● **Exercise brief**: Every line that contains "photo" must be located and copied from the data.

● **Records for processing**:
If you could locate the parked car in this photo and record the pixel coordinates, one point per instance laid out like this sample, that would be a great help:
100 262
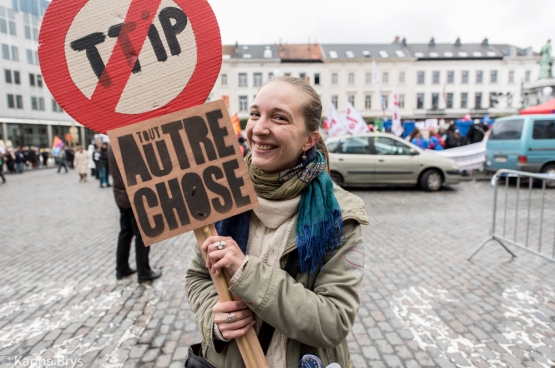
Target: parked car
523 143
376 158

--

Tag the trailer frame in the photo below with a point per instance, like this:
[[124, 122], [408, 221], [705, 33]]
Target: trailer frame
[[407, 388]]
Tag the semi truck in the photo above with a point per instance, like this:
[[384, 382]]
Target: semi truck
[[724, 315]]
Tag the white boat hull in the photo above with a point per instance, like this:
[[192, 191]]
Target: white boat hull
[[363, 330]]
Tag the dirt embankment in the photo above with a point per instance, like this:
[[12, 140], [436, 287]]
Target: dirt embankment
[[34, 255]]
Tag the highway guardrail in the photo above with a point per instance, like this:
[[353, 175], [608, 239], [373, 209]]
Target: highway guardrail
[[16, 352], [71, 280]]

● **Task answer**:
If you could locate the parked car in this photo and record the pixel coordinates, one point per instance laid out like this sample, that would be a great help:
Tag the trailer frame in the photo below with a point per instance, like this:
Tag the semi truck in the photo above with a point per instance, like this:
Tag the white boat hull in the photo above with a point per instance, like this:
Tag the dirt embankment in the photo above with a point per instance, like this:
Tag the highway guardrail in the photo above with a point per instance, like this:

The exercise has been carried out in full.